— Questions to answer —
1 – Repeat the portion of the Big Town Scandal summary between "Big Town Scandal" and "program Big Town.", inclusive.
2 – Using the Big Town Scandal summary, explain why Tommy Malone is supposed to lose the team's basketball games deliberately.

[[ Document section open ]]

Big Town Scandal is a 1948 American crime film directed by William C. Thomas and written by Milton Raison. The film stars Phillip Reed, Hillary Brooke, Stanley Clements, Darryl Hickman, Carl Switzer and Roland Dupree. It was released on May 27, 1948 by Paramount Pictures. The film was the fourth and last one in a series of four films based on the long-running radio program Big Town.

Plot
After juvenile boys get caught robbing a sporting goods store, reporter Lorelei Kilbourne pleads for leniency in court and her boss and boyfriend, editor Steve Wilson, ends up reluctantly vouching for the boys. He converts an old newspaper building into a recreation center, where he coaches the boys in basketball. Tommy Malone goes for a joy ride in the car of a gangster, Joe Moreley. A business arrangement is struck, where Moreley will stash stolen goods at the rec center while betting on the team's basketball games, which Tommy will deliberately lose.

The other boys try to return some stolen furs, but one of them, Pinky Jones, ends up shot. Tommy tries to end his deal with Moreley, only to be threatened by Cato, the gangster's gunman. Tommy double-crosses the crooks, winning the next game. Cato shoots him. Tommy's friend and teammate "Dum Dum" pursues Moreley in the bleachers, where Moreley falls off. Tommy recovers in the hospital, while Steve and Lorelei end up getting custody of three more delinquent boys.

[[ Document section closed ]]
[[ Excerpted data open ]]

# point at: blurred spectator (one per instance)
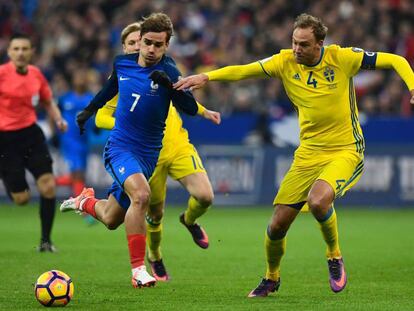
(213, 33)
(72, 145)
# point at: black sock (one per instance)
(47, 214)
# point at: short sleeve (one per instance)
(271, 65)
(350, 60)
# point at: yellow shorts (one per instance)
(181, 162)
(340, 169)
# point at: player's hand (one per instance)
(81, 119)
(213, 116)
(62, 125)
(191, 82)
(161, 78)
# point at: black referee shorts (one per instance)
(23, 149)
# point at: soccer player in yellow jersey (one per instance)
(329, 159)
(178, 158)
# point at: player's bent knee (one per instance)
(47, 187)
(112, 225)
(315, 202)
(141, 198)
(155, 216)
(205, 199)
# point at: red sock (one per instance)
(88, 206)
(136, 245)
(77, 187)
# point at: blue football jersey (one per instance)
(142, 105)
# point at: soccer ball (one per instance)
(54, 288)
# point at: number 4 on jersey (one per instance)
(312, 80)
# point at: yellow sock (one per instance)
(275, 250)
(194, 211)
(329, 228)
(154, 235)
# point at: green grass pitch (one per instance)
(377, 246)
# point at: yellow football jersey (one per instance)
(323, 95)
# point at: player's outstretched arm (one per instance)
(54, 113)
(229, 73)
(191, 82)
(105, 116)
(211, 115)
(183, 100)
(401, 66)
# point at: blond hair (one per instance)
(308, 21)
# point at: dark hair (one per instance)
(129, 29)
(19, 35)
(157, 22)
(308, 21)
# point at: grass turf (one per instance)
(377, 247)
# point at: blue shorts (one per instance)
(119, 195)
(76, 159)
(120, 162)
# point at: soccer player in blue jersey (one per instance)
(73, 146)
(143, 82)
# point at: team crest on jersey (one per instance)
(329, 74)
(122, 170)
(154, 86)
(357, 50)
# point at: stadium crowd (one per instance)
(82, 34)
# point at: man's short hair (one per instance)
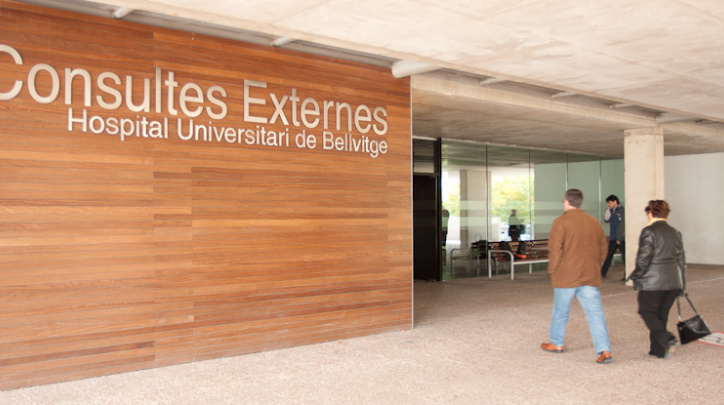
(658, 208)
(574, 197)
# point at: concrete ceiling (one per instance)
(569, 75)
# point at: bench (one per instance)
(536, 252)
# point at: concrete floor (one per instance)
(476, 341)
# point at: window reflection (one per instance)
(481, 185)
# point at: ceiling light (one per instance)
(281, 41)
(490, 80)
(122, 12)
(563, 94)
(404, 68)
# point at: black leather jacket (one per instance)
(659, 259)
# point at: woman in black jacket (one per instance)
(659, 276)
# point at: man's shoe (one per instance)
(605, 358)
(671, 348)
(550, 347)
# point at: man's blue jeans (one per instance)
(590, 299)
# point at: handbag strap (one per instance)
(678, 306)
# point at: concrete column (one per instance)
(644, 178)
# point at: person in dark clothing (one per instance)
(659, 276)
(617, 235)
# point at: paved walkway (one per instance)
(475, 342)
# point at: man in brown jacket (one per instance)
(577, 247)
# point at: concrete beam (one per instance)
(488, 94)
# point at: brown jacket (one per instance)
(577, 247)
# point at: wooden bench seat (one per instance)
(536, 252)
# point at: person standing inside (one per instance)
(659, 276)
(577, 247)
(514, 226)
(615, 217)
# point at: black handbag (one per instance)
(693, 328)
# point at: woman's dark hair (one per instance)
(658, 208)
(574, 197)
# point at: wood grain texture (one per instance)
(120, 255)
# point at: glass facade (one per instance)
(486, 189)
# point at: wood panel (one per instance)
(119, 255)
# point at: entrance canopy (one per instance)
(564, 75)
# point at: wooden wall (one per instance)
(124, 255)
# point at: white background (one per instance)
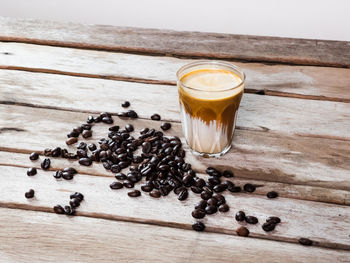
(320, 19)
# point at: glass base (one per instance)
(210, 155)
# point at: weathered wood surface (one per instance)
(326, 224)
(262, 113)
(167, 42)
(303, 192)
(45, 237)
(256, 155)
(321, 83)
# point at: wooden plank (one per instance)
(326, 224)
(168, 42)
(261, 113)
(303, 192)
(320, 83)
(255, 155)
(50, 236)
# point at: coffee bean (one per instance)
(71, 140)
(129, 128)
(45, 164)
(155, 117)
(251, 220)
(165, 126)
(34, 156)
(31, 171)
(305, 241)
(220, 188)
(75, 202)
(57, 174)
(154, 194)
(29, 194)
(125, 104)
(272, 194)
(210, 209)
(58, 209)
(183, 195)
(249, 188)
(199, 226)
(87, 134)
(198, 213)
(227, 174)
(274, 219)
(85, 161)
(131, 114)
(240, 216)
(134, 193)
(242, 231)
(224, 208)
(268, 226)
(235, 189)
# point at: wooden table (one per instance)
(293, 136)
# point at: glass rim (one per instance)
(212, 62)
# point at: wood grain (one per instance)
(321, 83)
(261, 113)
(255, 155)
(50, 236)
(326, 224)
(167, 42)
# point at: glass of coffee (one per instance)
(209, 93)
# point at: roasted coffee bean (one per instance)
(242, 231)
(129, 128)
(57, 174)
(165, 126)
(274, 219)
(77, 195)
(34, 156)
(71, 140)
(85, 161)
(120, 176)
(45, 164)
(235, 189)
(116, 185)
(196, 190)
(250, 188)
(183, 195)
(31, 171)
(131, 114)
(125, 104)
(75, 202)
(224, 208)
(268, 226)
(227, 174)
(67, 176)
(29, 194)
(128, 184)
(205, 195)
(198, 213)
(199, 226)
(272, 194)
(134, 193)
(87, 134)
(58, 209)
(305, 241)
(155, 117)
(251, 220)
(154, 194)
(220, 188)
(240, 216)
(210, 209)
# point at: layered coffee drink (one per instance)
(209, 94)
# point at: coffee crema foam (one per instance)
(209, 100)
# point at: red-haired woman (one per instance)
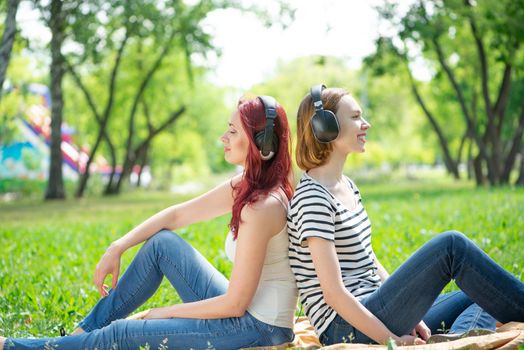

[[ Excerpted data closed ]]

— Answers given —
1 –
Big Town Scandal is a 1948 American crime film directed by William C. Thomas and written by Milton Raison. The film stars Phillip Reed, Hillary Brooke, Stanley Clements, Darryl Hickman, Carl Switzer and Roland Dupree. It was released on May 27, 1948 by Paramount Pictures. The film was the fourth and last one in a series of four films based on the long-running radio program Big Town.

2 – Tommy is to lose the games on purpose under a business arrangement with the gangster Joe Moreley. Under this arrangement, Moreley bets on the team's basketball games and stashes stolen goods at the recreation center.